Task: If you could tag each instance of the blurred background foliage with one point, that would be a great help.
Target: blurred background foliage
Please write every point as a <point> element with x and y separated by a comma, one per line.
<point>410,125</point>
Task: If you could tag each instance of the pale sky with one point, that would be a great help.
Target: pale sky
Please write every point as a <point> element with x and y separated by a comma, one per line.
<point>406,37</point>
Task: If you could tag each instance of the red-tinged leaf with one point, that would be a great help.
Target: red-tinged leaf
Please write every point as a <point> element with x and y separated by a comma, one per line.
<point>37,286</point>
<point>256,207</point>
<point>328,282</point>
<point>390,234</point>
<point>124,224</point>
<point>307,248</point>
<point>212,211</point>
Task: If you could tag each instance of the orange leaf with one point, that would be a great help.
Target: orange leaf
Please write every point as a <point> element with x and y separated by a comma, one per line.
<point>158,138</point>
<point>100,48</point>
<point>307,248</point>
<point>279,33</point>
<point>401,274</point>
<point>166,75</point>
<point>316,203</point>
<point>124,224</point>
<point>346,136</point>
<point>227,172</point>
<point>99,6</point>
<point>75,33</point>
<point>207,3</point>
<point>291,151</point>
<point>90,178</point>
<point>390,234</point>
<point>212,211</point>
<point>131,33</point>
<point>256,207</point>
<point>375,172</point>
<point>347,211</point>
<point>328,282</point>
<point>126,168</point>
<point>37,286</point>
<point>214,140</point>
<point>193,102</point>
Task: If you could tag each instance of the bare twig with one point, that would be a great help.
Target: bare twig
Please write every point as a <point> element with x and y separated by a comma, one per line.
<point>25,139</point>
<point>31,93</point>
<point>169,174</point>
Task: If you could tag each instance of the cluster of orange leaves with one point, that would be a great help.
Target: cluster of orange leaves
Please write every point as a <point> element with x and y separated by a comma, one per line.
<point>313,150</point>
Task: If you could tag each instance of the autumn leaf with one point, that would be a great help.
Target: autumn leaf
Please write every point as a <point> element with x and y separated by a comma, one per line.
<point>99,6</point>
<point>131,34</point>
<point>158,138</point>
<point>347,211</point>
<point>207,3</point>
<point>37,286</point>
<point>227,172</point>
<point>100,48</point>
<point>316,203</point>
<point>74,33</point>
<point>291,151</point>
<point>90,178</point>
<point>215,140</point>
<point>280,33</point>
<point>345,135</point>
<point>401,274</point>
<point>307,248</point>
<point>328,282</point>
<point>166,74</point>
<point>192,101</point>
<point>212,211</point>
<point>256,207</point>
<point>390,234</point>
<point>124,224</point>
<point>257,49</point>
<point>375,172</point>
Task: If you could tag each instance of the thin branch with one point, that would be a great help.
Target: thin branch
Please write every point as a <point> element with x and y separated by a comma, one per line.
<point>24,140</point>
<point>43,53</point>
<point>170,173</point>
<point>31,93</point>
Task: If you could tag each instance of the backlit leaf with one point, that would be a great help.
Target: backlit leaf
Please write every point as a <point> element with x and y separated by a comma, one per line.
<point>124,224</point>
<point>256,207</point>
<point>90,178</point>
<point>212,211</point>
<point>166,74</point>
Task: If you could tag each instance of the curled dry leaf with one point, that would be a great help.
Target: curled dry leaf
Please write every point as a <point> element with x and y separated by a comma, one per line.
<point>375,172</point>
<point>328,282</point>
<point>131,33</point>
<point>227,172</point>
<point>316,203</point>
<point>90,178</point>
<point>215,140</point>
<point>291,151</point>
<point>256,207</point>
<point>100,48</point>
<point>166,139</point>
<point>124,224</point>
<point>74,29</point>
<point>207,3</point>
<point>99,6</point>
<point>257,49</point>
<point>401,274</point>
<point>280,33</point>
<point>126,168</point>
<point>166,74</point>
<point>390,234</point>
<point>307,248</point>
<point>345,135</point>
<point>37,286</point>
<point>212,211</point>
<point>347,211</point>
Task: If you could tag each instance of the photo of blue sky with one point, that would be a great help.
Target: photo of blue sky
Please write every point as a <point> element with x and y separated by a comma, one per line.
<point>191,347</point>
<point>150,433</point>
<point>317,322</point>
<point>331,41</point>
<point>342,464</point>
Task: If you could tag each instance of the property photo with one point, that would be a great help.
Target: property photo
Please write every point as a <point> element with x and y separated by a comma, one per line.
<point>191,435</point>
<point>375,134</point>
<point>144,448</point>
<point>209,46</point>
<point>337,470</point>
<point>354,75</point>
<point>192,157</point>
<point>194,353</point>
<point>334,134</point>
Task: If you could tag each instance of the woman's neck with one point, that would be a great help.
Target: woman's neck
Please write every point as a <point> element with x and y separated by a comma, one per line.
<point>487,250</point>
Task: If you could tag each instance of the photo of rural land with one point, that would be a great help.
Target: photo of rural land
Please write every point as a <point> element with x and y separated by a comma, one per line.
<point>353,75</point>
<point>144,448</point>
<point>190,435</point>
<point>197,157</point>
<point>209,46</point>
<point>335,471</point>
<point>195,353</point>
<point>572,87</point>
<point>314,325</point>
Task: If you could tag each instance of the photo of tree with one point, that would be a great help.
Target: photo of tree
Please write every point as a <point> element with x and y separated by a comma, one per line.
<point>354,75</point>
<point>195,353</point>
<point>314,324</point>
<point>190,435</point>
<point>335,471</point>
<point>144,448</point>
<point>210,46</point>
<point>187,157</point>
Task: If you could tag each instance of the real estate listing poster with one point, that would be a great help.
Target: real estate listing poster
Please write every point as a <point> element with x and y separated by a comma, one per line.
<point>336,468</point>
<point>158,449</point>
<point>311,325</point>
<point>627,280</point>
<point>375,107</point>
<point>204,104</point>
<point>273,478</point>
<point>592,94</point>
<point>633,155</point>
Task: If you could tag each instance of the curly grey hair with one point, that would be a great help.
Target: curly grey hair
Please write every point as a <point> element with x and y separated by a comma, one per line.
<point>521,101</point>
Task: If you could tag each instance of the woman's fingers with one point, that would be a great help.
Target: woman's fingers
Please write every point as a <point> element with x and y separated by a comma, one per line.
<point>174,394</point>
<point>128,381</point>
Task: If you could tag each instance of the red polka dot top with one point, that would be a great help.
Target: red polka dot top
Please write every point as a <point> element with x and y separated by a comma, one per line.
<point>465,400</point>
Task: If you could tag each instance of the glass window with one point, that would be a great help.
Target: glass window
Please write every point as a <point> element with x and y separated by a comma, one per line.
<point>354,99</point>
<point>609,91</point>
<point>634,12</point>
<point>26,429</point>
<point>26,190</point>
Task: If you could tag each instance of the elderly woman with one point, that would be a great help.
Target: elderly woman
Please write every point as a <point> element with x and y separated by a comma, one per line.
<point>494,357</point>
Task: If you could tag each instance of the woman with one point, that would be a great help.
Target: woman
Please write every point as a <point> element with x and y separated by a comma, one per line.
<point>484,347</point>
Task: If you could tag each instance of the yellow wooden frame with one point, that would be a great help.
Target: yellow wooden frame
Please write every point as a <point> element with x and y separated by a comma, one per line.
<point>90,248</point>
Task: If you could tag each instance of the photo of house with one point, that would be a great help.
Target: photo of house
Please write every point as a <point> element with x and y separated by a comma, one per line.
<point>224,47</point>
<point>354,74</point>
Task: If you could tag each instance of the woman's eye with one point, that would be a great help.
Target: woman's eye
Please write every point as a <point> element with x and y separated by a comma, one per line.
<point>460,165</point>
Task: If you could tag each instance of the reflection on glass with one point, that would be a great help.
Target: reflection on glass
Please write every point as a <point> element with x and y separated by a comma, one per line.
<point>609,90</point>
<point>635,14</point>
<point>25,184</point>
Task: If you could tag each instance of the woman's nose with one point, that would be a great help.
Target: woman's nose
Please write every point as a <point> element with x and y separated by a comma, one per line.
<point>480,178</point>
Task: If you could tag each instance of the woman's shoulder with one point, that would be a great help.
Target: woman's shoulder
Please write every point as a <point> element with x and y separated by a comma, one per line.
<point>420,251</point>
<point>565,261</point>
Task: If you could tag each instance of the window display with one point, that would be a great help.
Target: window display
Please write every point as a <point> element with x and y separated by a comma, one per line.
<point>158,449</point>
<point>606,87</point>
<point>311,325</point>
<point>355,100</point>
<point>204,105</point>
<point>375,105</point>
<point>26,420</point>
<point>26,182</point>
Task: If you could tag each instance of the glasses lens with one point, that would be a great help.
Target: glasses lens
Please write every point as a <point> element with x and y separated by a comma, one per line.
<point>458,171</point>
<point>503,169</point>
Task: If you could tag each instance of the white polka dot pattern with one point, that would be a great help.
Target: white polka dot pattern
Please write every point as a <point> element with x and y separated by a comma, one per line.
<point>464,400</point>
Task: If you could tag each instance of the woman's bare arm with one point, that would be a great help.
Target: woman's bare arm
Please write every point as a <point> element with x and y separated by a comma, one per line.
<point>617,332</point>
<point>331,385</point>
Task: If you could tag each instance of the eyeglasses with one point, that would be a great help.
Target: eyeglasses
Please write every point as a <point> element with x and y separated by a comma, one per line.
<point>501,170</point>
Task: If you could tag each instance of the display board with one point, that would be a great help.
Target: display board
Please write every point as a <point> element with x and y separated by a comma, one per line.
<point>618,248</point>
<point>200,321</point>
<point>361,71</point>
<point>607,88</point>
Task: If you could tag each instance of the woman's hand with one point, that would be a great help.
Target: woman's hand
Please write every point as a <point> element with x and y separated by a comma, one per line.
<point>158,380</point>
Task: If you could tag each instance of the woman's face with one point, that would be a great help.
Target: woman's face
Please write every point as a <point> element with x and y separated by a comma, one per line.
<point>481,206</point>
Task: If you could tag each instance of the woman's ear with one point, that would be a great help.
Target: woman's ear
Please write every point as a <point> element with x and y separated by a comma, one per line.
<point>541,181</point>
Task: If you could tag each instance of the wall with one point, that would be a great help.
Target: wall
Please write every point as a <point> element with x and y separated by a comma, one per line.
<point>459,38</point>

****

* _Activity_:
Each line above that contains the word "house" should be returned.

* _Written response_:
Task: If you could tag each instance of the photo of house with one point, that would be a great help.
Target: photo of house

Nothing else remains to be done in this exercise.